■ **Task statement**
Restate the data exactly, with nothing altered.
━━━ Data to process ━━━
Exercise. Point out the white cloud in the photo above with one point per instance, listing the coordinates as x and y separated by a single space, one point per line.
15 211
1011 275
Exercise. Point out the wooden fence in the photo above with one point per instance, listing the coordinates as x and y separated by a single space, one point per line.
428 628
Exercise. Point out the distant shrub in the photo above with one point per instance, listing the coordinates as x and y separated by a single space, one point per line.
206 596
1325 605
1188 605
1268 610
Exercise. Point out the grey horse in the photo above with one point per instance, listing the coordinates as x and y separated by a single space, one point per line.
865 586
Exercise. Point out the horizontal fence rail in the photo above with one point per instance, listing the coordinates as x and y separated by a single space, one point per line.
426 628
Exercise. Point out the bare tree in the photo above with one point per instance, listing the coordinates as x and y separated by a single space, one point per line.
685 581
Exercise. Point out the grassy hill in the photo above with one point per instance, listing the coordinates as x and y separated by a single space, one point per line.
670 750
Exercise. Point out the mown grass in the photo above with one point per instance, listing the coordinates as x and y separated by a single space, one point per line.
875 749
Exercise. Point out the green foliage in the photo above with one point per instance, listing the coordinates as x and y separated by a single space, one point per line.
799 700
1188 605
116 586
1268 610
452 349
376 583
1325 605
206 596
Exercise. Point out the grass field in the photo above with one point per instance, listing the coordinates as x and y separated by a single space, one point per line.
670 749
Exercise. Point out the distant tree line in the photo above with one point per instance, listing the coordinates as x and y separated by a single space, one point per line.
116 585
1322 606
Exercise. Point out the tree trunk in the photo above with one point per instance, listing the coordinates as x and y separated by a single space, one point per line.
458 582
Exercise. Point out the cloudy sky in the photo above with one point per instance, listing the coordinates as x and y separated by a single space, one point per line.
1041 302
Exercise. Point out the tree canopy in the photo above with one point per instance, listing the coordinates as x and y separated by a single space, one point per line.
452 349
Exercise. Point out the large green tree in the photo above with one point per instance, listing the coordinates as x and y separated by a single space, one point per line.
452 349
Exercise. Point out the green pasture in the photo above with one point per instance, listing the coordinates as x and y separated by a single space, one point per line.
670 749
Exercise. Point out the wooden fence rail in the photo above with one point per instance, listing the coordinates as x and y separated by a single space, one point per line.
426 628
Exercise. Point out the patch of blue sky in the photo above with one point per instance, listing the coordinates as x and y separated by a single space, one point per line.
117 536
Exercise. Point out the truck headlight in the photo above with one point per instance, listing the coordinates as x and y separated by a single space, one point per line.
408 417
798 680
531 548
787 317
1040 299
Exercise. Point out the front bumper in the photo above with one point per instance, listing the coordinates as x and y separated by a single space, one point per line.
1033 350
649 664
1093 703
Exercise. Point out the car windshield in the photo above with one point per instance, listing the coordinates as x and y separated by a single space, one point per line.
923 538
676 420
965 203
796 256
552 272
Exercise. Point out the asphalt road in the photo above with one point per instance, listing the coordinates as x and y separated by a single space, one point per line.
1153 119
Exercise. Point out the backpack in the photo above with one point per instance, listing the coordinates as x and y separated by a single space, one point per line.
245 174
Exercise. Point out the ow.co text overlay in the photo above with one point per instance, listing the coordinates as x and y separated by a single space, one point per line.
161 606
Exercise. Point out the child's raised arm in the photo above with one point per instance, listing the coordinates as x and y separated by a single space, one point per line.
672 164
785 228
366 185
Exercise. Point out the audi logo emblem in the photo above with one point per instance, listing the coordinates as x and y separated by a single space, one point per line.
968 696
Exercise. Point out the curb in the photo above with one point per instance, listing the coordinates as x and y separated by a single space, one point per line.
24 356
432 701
━━━
■ **Output below**
Exercise. Point out the white cloud in the photo above with one point per instance, listing the coordinates as x and y separated by a single space, one point per line.
15 211
1011 275
Exercise. Point out the wooden fence in the photo above with one point per instance, listing the coordinates as x and y separated by a single space, one point per line.
428 628
Exercise. Point out the distant shrub in the photo above with one point per instance, listing the coordinates as x and y separated by a single space, one point per line.
206 596
1325 605
1188 605
1268 610
Exercise. Point out the grey horse in the photo above with one point per instance, listing the coordinates as x and y separated by a single space, one point per line.
865 586
Exercise. Point out the horizontal fence rail in the photo above with one point per instance, listing the coordinates as x and y separated by a single space, one point per line.
426 628
Exercise. Point out the bare tree in the photo above with one point per instance, listing the coordinates as x and y separated by a single space, one point per line.
685 581
Exercise. Point out the grassy hill in the photo above with one point per instance, listing the coordinates as x and y separated by a single space, one point per line.
670 750
Exercise. Point out the mown grass in the photo above with one point per instance, listing the coordinates as x and y separated by a single space, one point per line.
875 749
Exercise. Point out the green foliage in the photo above with one point per instance, listing the coordinates as x and y separated by a single space, one point per line.
799 700
1188 605
116 586
1268 610
452 349
376 583
1325 605
206 596
Exercise. Point out the grass field in the photo above with one point per instance, listing the coordinates as x and y separated by a single space, one point per line.
670 749
Exercise. Point out the distant tree line in the photo above with one point per instance, listing the coordinates as x and y separated by a single space, one point per line.
116 585
1322 606
Exercise. Point out the tree trunk in the photo above with one point per instance, listing the coordinates as x and y separated by a single space, one point per line.
458 582
Exercise. Point out the cloudy sky in the photo above with one point per instance, listing the coordinates as x and y separated by a single space, one point per line.
1041 302
Exercise. Point out the tree canopy in the photo above with one point per instance, listing the coordinates as x and y separated by a single space, one point per line.
452 349
Exercise. Point out the large green tree in the photo above with one point per instance, listing the coordinates as x and y separated by a single space, one point per line.
452 349
Exercise. Point out the green pasture in the photo above with one point per instance, listing the coordinates as x and y separated by a single space, one point per line.
670 749
Exercise. Point out the wooden fence rail in the photo above with one point per instance, listing the coordinates as x and y separated by a single space, one point per line.
426 628
Exercise. Point out the patch of blue sky in the photo above with one point per instance, listing the coordinates as x and y separated by a single space, one point per line.
117 536
Exercise. Point out the truck headlight in the photo above with one point per instance, listing the coordinates as x and y separated by a single space, one point per line.
408 417
798 680
531 548
787 317
1040 299
Exercise. Point out the front bumper in the photo above with one point per instance, listing the coordinates as x and y separated by a single space, one point per line.
1033 350
649 664
1093 703
Exercise. Point out the car windshield in the photo above with one point per instance, listing the coordinates as x and y separated by a single space, one point per line.
923 538
676 420
965 203
796 256
552 272
Exercise. Point out the asphalt road in the photo above with one point per instance, listing the coordinates as x and y separated by a single space, one point per line.
1153 119
Exercise. Point out the backpack in the photo above with one point per instance, listing the coordinates as x and y separated by a single space, one point per line.
245 174
Exercise. Point out the ow.co text overlay in the photo above with one point per instance, listing the coordinates as x and y separated by a single space, one point per line.
161 606
Exercise. Point out the child's raised arm in the photo above with one point per instance, listing the coordinates as x and y separated by a single space, one point per line.
672 164
785 228
366 185
Exercise. Point out the audi logo emblem in the photo above with one point per instance, listing the coordinates as x and y separated by a single space, one point per line.
968 696
Exercise. Point out the curb in the photo above with one point per instance, listing the coordinates as x and y separated by a single space, one point per line.
24 356
432 701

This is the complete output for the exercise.